Non è detto che altri presidenti latinoamericani non si associno al digiuno nella giornata di oggi, unendosi così ai cattolici dei loro paesi che hanno seguito l’appello di Papa Francesco. Ma potrebbero anche farlo privatamente, e non annunciarlo pubblicamente dando al loro gesto il peso di una politica di stato. Il presidente dell’Uruguay Mujica non ha parlato di digiuno ma ha speso parole impegnative a favore dell’iniziativa papale ed espressioni dure verso il minacciato intervento di Obama. “Ha infinite ragioni papa Francisco” ha detto Mujica. “E’ impossibile spegnere una guerra con più guerra… presuntamente giusta” ha aggiunto riecheggiando le parole del Papa argentino con cui ha già manifestato più di una coincidenza nel corso di questi mesi. Per poi argomentare la sua opposizione alla guerra: “Tutti i tentativi di imporre la democrazia occidentale a cannonate sono falliti lì in Asia Minore e nel mondo arabo, e hanno finanche finito col provocare grandi genocidi”. “L’unico bombardamento ammissibile in Siria è di latte in polvere, biscotti e alimenti, non armi” ha concluso il presidente socialista dell’Uruguay.

Anche la presidente dell’Argentina Cristina Kirchner si è richiamata esplicitamente all’appello del Papa suo connazionale per ripudiare “un intervento militare che sarebbe nefasto; non c’è niente di peggio della guerra” ha avvertito davanti ai presidenti del G-20 riuniti a san Pietroburgo senza comunque far cenno di voler digiunare.
+-------+
DA SVOLGERE:
a) Sostituisci "nefasto" con "disastroso" e riscrivi il passo del testo fornito che inizia con "Anche la presidente" e finisce con "di voler digiunare.".
b) Secondo il testo fornito, davanti a chi ha parlato Cristina Kirchner?
I dati non hanno alcun ruolo in questo.

DATI FORNITI:
+-------+
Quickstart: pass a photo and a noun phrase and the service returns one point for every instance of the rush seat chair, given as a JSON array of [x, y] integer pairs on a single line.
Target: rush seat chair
+-------+
RISPOSTE PER COMPITO:
a)
Anche la presidente dell’Argentina Cristina Kirchner si è richiamata esplicitamente all’appello del Papa suo connazionale per ripudiare “un intervento militare che sarebbe disastroso; non c’è niente di peggio della guerra” ha avvertito davanti ai presidenti del G-20 riuniti a san Pietroburgo senza comunque far cenno di voler digiunare.

b) Davanti ai presidenti del G-20 riuniti a san Pietroburgo.